▶ Source passage
With the exception of [18,19], we are not aware of any previous studies that have focused on replicating the average PD symptom severity when this is quantified by a clinical metric, such as the UPDRS. A recent study has attempted to replicate three aspects of the UPDRS metric (tremor, bradykinesia and dyskinesia), using accelerometers [31]. We refer to the electronic supplementary material for details and a comparison of the results using the methodology of this study and [31] in replicating the clinical evaluation (UPDRS assessment by the clinical rater) of those three elements. Not surprisingly, it appears that accelerometers are better suited compared with speech signals to replicate the clinicians' assessment of average severity in those three motor symptoms. Although these three elements are important, they do not encompass the breadth of PD symptoms which are expressed in the diverse UPDRS metric, and therefore do not actually reflect the average PD symptom severity which we try to quantify in our work.

4.3. Six month UPDRS tracking for the AHTD trial

So far, we have focused on randomly selecting phonations and estimating the UPDRS without working on specific individuals for a period of time (UPDRS prediction). In this section, we aim to test the model's ability for UPDRS tracking (weekly UPDRS estimation of an individual for the six month duration of the trial using the speech recordings). One approach is to train the learner using the dysphonia measures computed from all subjects without including the dysphonia measures from the specific subject whose UPDRS we want to predict. However, this is a very unstable scheme due to the finiteness of the data (there are only 42 subjects in the AHTD trial), and we elaborate further on this issue in §5. For that reason, we have used the UPDRS tracking approach that we describe next.

On every day the PWP took the AHTD tests, six sustained vowel phonations were recorded. Thus, as a proxy for leaving out all the dysphonia measures from a single subject for the six-month duration of the AHTD trial (approx. 140 speech signals × M dysphonia measures), we can leave out the dysphonia measures derived from one of the weekly tests, and test the learner's out-of sample tracking ability using these dysphonia measures (approx. 25 × M). However, we have noted that our algorithms occasionally deliver quite large UPDRS differences using the out-of sample dysphonia measures derived from each of the six sustained vowel tests of individuals which were captured on the same day. This suggests that spurious artefacts pertaining to one or more of the six weekly recorded phonations may not be representative of the weekly UPDRS estimate of the patients. Therefore, we propose training the learner using the dysphonia measures from all the sustained vowel phonations of all patients, with the exception of the dysphonia measures derived from the first of each of the weekly phonations for a selected individual (about 20–25), which are used for testing. Subsequently, we repeat the same methodology training the system with all the dysphonia measures from all patients, excluding the dysphonia measures derived from the selected individual involving successively either the second, third, fourth, fifth or sixth sustained vowel phonation test. The six weekly out-of-sample MAE results are then averaged, resulting in a single UPDRS estimate. Our experiments suggest that the scheme with weighting the average UPDRS estimates from the dysphonia measures of the six weekly phonations is a more robust method compared with randomly selecting the dysphonia measures computed from one of the six weekly phonations.

▶ Source data
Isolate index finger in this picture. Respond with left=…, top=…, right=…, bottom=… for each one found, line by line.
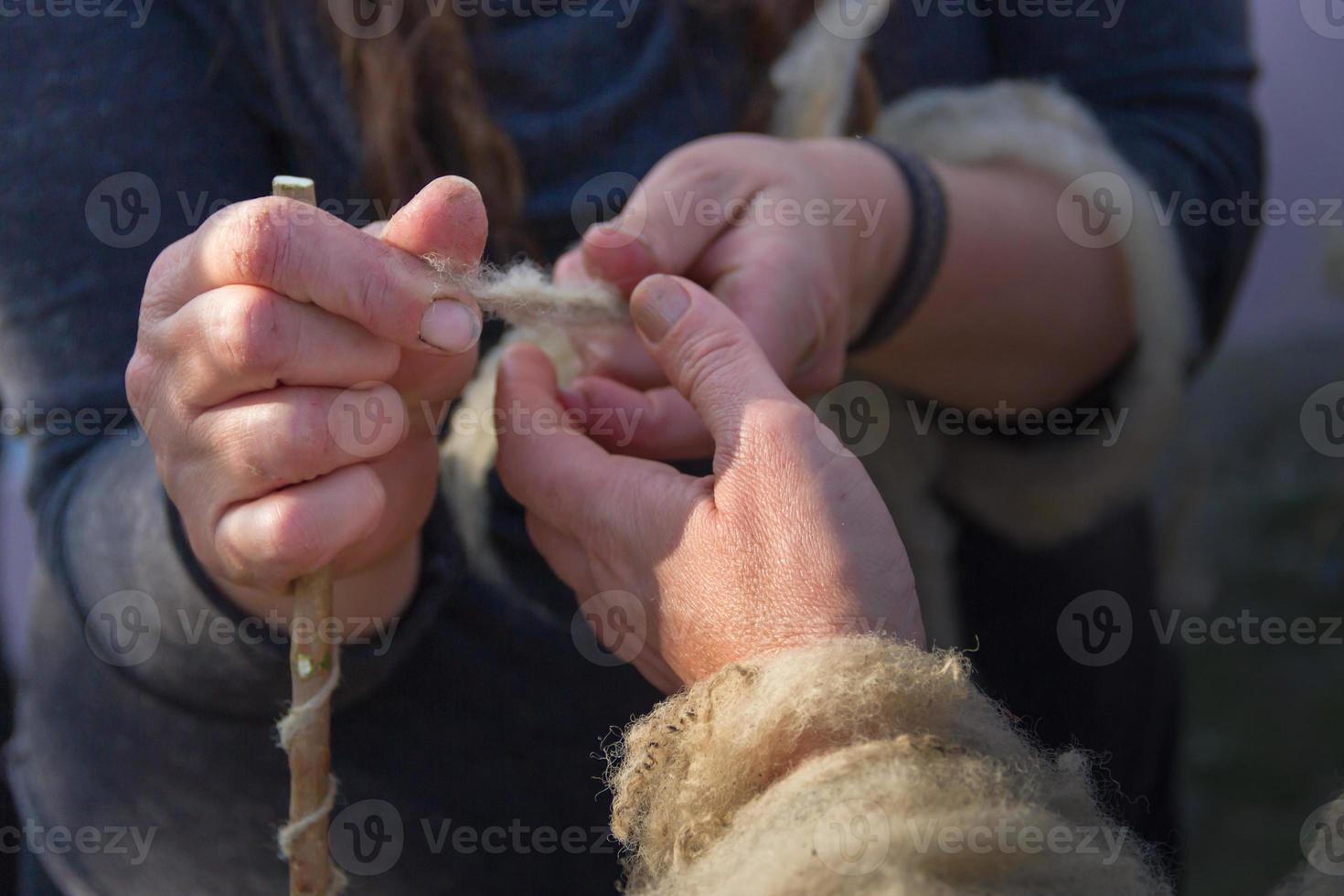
left=496, top=344, right=688, bottom=540
left=145, top=181, right=485, bottom=352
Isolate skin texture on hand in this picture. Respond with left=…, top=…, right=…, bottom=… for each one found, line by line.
left=126, top=177, right=486, bottom=616
left=496, top=275, right=923, bottom=690
left=557, top=134, right=909, bottom=467
left=557, top=134, right=1136, bottom=467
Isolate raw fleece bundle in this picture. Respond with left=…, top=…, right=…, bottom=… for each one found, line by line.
left=609, top=636, right=1170, bottom=896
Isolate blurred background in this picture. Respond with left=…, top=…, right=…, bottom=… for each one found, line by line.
left=1156, top=0, right=1344, bottom=896
left=0, top=0, right=1344, bottom=896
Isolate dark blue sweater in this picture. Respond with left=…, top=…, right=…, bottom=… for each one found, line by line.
left=0, top=0, right=1259, bottom=895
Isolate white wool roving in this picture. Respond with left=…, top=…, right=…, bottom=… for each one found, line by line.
left=425, top=255, right=630, bottom=326
left=607, top=635, right=1170, bottom=896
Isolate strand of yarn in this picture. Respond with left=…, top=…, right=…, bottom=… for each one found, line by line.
left=425, top=255, right=630, bottom=326
left=275, top=650, right=348, bottom=896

▶ Problem set
1: From the UPDRS passage, return the part that opens with the words containing "So far, we have" and closes with "we describe next.", copied word for word.
2: In the UPDRS passage, how many subjects took part in the AHTD trial?

▶ Solution list
1:
So far, we have focused on randomly selecting phonations and estimating the UPDRS without working on specific individuals for a period of time (UPDRS prediction). In this section, we aim to test the model's ability for UPDRS tracking (weekly UPDRS estimation of an individual for the six month duration of the trial using the speech recordings). One approach is to train the learner using the dysphonia measures computed from all subjects without including the dysphonia measures from the specific subject whose UPDRS we want to predict. However, this is a very unstable scheme due to the finiteness of the data (there are only 42 subjects in the AHTD trial), and we elaborate further on this issue in §5. For that reason, we have used the UPDRS tracking approach that we describe next.

2: 42 subjects.